• [WHAT NEEDS TO BE DONE]:
When you print the records below, keep every word exact and leave out the images.

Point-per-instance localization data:

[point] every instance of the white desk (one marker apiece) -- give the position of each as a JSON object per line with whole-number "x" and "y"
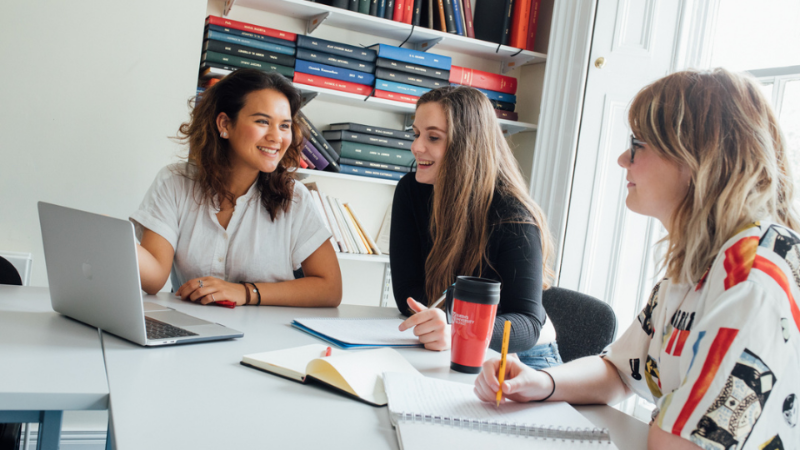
{"x": 48, "y": 363}
{"x": 198, "y": 396}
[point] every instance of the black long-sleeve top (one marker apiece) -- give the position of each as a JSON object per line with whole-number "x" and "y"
{"x": 514, "y": 251}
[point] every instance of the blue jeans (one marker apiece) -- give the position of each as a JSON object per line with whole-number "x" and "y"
{"x": 541, "y": 356}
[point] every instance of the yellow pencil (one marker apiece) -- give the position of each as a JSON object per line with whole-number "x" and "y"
{"x": 502, "y": 374}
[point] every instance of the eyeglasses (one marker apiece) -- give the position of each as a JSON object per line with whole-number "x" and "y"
{"x": 635, "y": 143}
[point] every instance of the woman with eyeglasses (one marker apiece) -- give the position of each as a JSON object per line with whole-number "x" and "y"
{"x": 717, "y": 347}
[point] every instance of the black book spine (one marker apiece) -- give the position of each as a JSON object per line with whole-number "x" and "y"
{"x": 407, "y": 78}
{"x": 367, "y": 139}
{"x": 413, "y": 68}
{"x": 507, "y": 22}
{"x": 505, "y": 106}
{"x": 488, "y": 20}
{"x": 334, "y": 60}
{"x": 449, "y": 17}
{"x": 377, "y": 131}
{"x": 374, "y": 165}
{"x": 320, "y": 143}
{"x": 417, "y": 12}
{"x": 249, "y": 52}
{"x": 389, "y": 10}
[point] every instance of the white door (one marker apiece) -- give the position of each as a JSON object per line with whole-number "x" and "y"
{"x": 606, "y": 248}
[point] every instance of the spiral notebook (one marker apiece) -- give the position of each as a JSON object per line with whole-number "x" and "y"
{"x": 430, "y": 413}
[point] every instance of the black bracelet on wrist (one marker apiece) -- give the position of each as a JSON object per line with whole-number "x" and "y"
{"x": 554, "y": 386}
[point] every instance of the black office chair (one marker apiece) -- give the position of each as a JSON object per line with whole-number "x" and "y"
{"x": 584, "y": 325}
{"x": 9, "y": 432}
{"x": 8, "y": 273}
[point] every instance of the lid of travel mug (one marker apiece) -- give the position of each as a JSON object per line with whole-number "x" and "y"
{"x": 477, "y": 290}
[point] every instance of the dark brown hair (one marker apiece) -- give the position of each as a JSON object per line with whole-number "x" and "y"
{"x": 209, "y": 154}
{"x": 477, "y": 164}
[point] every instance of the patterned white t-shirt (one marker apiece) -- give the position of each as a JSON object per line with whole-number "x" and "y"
{"x": 253, "y": 248}
{"x": 721, "y": 359}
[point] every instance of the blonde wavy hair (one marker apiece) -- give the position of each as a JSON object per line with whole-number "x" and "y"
{"x": 477, "y": 165}
{"x": 720, "y": 126}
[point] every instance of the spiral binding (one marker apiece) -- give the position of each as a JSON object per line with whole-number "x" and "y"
{"x": 591, "y": 435}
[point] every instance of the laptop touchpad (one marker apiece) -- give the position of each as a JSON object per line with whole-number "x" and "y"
{"x": 176, "y": 318}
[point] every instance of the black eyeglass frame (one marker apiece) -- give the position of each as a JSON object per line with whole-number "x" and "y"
{"x": 634, "y": 143}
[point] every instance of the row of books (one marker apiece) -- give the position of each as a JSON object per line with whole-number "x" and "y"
{"x": 347, "y": 233}
{"x": 385, "y": 71}
{"x": 507, "y": 22}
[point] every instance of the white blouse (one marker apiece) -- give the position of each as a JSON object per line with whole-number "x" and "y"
{"x": 253, "y": 248}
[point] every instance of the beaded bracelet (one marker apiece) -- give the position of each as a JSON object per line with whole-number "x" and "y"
{"x": 554, "y": 386}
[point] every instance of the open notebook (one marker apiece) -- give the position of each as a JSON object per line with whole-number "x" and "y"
{"x": 430, "y": 413}
{"x": 355, "y": 373}
{"x": 358, "y": 332}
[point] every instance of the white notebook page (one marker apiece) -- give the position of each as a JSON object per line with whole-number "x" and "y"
{"x": 362, "y": 331}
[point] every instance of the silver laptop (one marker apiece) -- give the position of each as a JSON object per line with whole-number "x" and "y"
{"x": 93, "y": 272}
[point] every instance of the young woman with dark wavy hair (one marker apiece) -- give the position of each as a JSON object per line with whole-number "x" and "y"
{"x": 717, "y": 347}
{"x": 231, "y": 224}
{"x": 467, "y": 211}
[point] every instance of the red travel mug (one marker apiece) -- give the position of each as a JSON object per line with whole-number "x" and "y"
{"x": 471, "y": 309}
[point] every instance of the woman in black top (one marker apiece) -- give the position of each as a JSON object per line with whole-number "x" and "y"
{"x": 466, "y": 211}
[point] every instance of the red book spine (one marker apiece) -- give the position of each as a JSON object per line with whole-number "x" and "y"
{"x": 214, "y": 20}
{"x": 483, "y": 80}
{"x": 468, "y": 18}
{"x": 532, "y": 24}
{"x": 329, "y": 83}
{"x": 396, "y": 97}
{"x": 508, "y": 115}
{"x": 519, "y": 25}
{"x": 399, "y": 11}
{"x": 408, "y": 16}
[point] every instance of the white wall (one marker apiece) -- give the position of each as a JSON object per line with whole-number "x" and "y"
{"x": 90, "y": 92}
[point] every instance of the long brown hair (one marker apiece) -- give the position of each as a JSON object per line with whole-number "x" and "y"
{"x": 477, "y": 164}
{"x": 720, "y": 126}
{"x": 209, "y": 154}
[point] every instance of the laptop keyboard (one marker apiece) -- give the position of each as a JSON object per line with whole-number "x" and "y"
{"x": 161, "y": 330}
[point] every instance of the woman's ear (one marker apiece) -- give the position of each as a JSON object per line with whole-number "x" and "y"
{"x": 223, "y": 123}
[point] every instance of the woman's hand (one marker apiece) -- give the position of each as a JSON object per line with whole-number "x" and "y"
{"x": 430, "y": 325}
{"x": 212, "y": 290}
{"x": 521, "y": 384}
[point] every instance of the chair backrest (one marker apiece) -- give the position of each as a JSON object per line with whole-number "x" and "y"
{"x": 584, "y": 325}
{"x": 8, "y": 273}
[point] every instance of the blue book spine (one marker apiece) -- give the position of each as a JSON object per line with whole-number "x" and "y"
{"x": 457, "y": 14}
{"x": 494, "y": 95}
{"x": 337, "y": 73}
{"x": 374, "y": 173}
{"x": 224, "y": 37}
{"x": 254, "y": 36}
{"x": 414, "y": 57}
{"x": 400, "y": 88}
{"x": 336, "y": 48}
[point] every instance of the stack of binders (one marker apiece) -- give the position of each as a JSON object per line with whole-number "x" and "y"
{"x": 229, "y": 45}
{"x": 404, "y": 75}
{"x": 499, "y": 88}
{"x": 372, "y": 151}
{"x": 333, "y": 65}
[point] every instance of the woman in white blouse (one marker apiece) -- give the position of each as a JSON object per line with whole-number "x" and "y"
{"x": 231, "y": 224}
{"x": 717, "y": 347}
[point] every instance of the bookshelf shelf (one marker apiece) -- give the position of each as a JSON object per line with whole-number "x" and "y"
{"x": 509, "y": 127}
{"x": 304, "y": 173}
{"x": 383, "y": 259}
{"x": 420, "y": 38}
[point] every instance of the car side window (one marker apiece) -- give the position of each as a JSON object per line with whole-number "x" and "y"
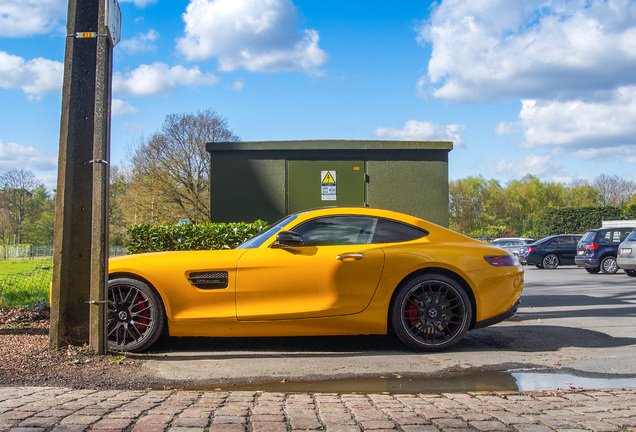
{"x": 337, "y": 230}
{"x": 569, "y": 241}
{"x": 390, "y": 231}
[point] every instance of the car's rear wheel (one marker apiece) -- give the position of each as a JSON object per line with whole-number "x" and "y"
{"x": 431, "y": 312}
{"x": 550, "y": 261}
{"x": 135, "y": 315}
{"x": 608, "y": 265}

• [EXERCISE SOLUTION]:
[point] every instance of the white desk (one marker apiece) -- give the position of each as a JSON object per line with whole-number "x" and "y"
{"x": 48, "y": 363}
{"x": 198, "y": 396}
[point] every instance of the black long-sleeve top (one marker apiece) -- give the position of each as a JSON object per line with whole-number "x" and "y"
{"x": 514, "y": 251}
[point] every instance of the blue jeans (one marker apiece) -- give the position of each as a JSON object per line with whole-number "x" and "y"
{"x": 541, "y": 356}
[point] every instance of the yellow pencil (one marker apiece) -- give the position of each as a JSON object per line with whole-number "x" and "y"
{"x": 502, "y": 374}
[point] every instance of the eyeglasses (one marker apiece) -- give the position of each as a JSON object per line with whole-number "x" and "y"
{"x": 635, "y": 143}
[point] every instance of the woman with eyeglasses (one marker apiece) -- give the position of each as a JSON object per line with whole-number "x" and "y"
{"x": 717, "y": 347}
[point] every instance of the black book spine (one marker apiece) -- give the position of each as a JSON object per line with whole-number "x" and "y"
{"x": 407, "y": 78}
{"x": 367, "y": 139}
{"x": 413, "y": 68}
{"x": 507, "y": 22}
{"x": 505, "y": 106}
{"x": 488, "y": 20}
{"x": 334, "y": 60}
{"x": 449, "y": 17}
{"x": 377, "y": 131}
{"x": 374, "y": 165}
{"x": 320, "y": 143}
{"x": 417, "y": 12}
{"x": 249, "y": 52}
{"x": 389, "y": 10}
[point] every instance of the white door (one marker apiece) -- give the position of each as a JSON object per line with whole-number "x" and "y"
{"x": 606, "y": 248}
[point] every instance of the spiral notebook (one marker apiece) -- give the position of each as a JSON object per line with whole-number "x" and "y"
{"x": 430, "y": 413}
[point] every instance of the black bracelet on wrist (one marker apiece) -- give the position of each as a JSON object per line with whole-number "x" and "y"
{"x": 554, "y": 386}
[point] every instance of the black office chair (one marker apiece) -- give the position of each as a JSON object per line with whole-number "x" and "y"
{"x": 584, "y": 325}
{"x": 9, "y": 432}
{"x": 8, "y": 273}
[point] every instance of the lid of travel mug (one marker apiece) -- give the position of each as a JSON object per line with whole-number "x" and "y"
{"x": 477, "y": 290}
[point] every instance of the dark brown hair (one marker apiece) -- give the position of each as a JSON object per line with whole-number "x" and "y"
{"x": 209, "y": 154}
{"x": 477, "y": 164}
[point] every instance of the patterned white t-shirt (one marker apiece) -- give the position of each as a JSON object per line with whole-number "x" and "y"
{"x": 253, "y": 248}
{"x": 721, "y": 359}
[point] every instance of the blonde wavy hair (one marker apiece) -- give the position of each as a JSON object per line with whole-number "x" and "y"
{"x": 477, "y": 165}
{"x": 720, "y": 126}
[point] every instance of the spiral binding (one marker apiece) -- give the position of each as a JSON object per line with whole-number "x" and "y"
{"x": 591, "y": 435}
[point] every instance of the laptop touchpad (one marker apiece) -- give the position of each as a JSON object per line with whole-number "x" and "y"
{"x": 176, "y": 318}
[point] every instance of the black eyeglass frame (one marker apiece) -- give the position of each as a JSON object per line with whole-number "x" and "y"
{"x": 634, "y": 143}
[point] every instance of the row of books (one marker apiece) -- give the position of each as a JSON object per line with whole-number "x" and "y"
{"x": 347, "y": 233}
{"x": 385, "y": 71}
{"x": 507, "y": 22}
[point] every instance of the white blouse (one marker apiece) -- give the position of each as a JSON object per line with whole-number "x" and "y"
{"x": 253, "y": 248}
[point] every instance of the beaded bracelet (one marker apiece) -- give the position of each as a JSON object per line with whole-number "x" and "y"
{"x": 554, "y": 386}
[point] every instance of the open notebook (one marker apiece) -- give the position of each as a JSON object per line with whole-number "x" and "y"
{"x": 430, "y": 413}
{"x": 355, "y": 373}
{"x": 358, "y": 332}
[point] every instance of the white notebook page (one marker apiece) -- give the position of each as a JSON object per line with whole-number "x" and "y"
{"x": 362, "y": 331}
[point] every instance of the silver laptop (one marker apiece) -- give the position of each as a JSON object per line with whole-number "x" and "y"
{"x": 93, "y": 272}
[point] every instance of the young woman with dark wavy hair (one marker apiece) -- give the position of each as a JSON object per line with whole-number "x" and "y"
{"x": 717, "y": 347}
{"x": 231, "y": 224}
{"x": 467, "y": 211}
[point] every instance of the red travel mug (one marker apiece) -- give the position of each as a JSON object per line with whole-number "x" and "y"
{"x": 471, "y": 309}
[point] every instance of the woman in black top (one marker apiece) -- give the position of each as a JSON object per line with whole-number "x" and "y"
{"x": 466, "y": 211}
[point] every instance of the red book spine (one marker apiece) -- give the position of each as a JSON object per line with whole-number "x" and "y"
{"x": 214, "y": 20}
{"x": 483, "y": 80}
{"x": 468, "y": 18}
{"x": 532, "y": 24}
{"x": 329, "y": 83}
{"x": 396, "y": 97}
{"x": 508, "y": 115}
{"x": 519, "y": 25}
{"x": 399, "y": 11}
{"x": 408, "y": 16}
[point] every instance of the white wall (one marker apiece) -- give the position of each as a JSON object per line with whole-number "x" and "y"
{"x": 90, "y": 92}
[point] every instance of the long brown hair (one marker apiece) -- give the position of each as a JSON object per line with whole-number "x" and "y"
{"x": 477, "y": 164}
{"x": 720, "y": 126}
{"x": 209, "y": 154}
[point] every instance of the laptop keyboard (one marker apiece) -- give the position of each as a JSON object per line with whole-number "x" and "y"
{"x": 161, "y": 330}
[point] every instance of the woman's ear (one marker apiece) -- give the position of each as a JSON object per line with whole-number "x" and "y"
{"x": 223, "y": 123}
[point] every instance of the woman's hand (one marker apiece) -- give the position of each as a JSON object per line with whole-number "x" and "y"
{"x": 430, "y": 325}
{"x": 212, "y": 290}
{"x": 521, "y": 384}
[point] every instance of the chair backrest (one marker apiece) -- give the position of each as a JSON object per line with whole-number "x" and "y"
{"x": 584, "y": 325}
{"x": 8, "y": 273}
[point] every instance of the blue book spine (one marker apiece) -- give the position of each as a JSON object per line with whole-number "x" and "y"
{"x": 457, "y": 14}
{"x": 494, "y": 95}
{"x": 337, "y": 73}
{"x": 374, "y": 173}
{"x": 224, "y": 37}
{"x": 254, "y": 36}
{"x": 414, "y": 57}
{"x": 400, "y": 88}
{"x": 336, "y": 48}
[point] every instance of the stack of binders (one marker apiece) -- give the position of each as a JSON object per line with whole-number "x" and "y"
{"x": 229, "y": 45}
{"x": 404, "y": 75}
{"x": 499, "y": 88}
{"x": 372, "y": 151}
{"x": 333, "y": 65}
[point] every instance of the woman in white blouse (one marker apiece) -- give the position of each as a JSON object per line with whole-number "x" and "y"
{"x": 231, "y": 224}
{"x": 717, "y": 347}
[point] every instance of the bookshelf shelf (one marker apiece) -- give the position of each as a JSON object per line with whole-number "x" and "y"
{"x": 509, "y": 127}
{"x": 304, "y": 173}
{"x": 383, "y": 259}
{"x": 420, "y": 38}
[point] every instance of the car side window (one marker apiece) -- give the position of each as a JSON object per line with whole-number "x" and "y"
{"x": 337, "y": 230}
{"x": 569, "y": 241}
{"x": 390, "y": 231}
[point] every instance of the car's rear wheel (one marker apiece) -- give the position of each as a JSON object per line with whole-number "x" and "y"
{"x": 431, "y": 312}
{"x": 550, "y": 261}
{"x": 135, "y": 315}
{"x": 608, "y": 265}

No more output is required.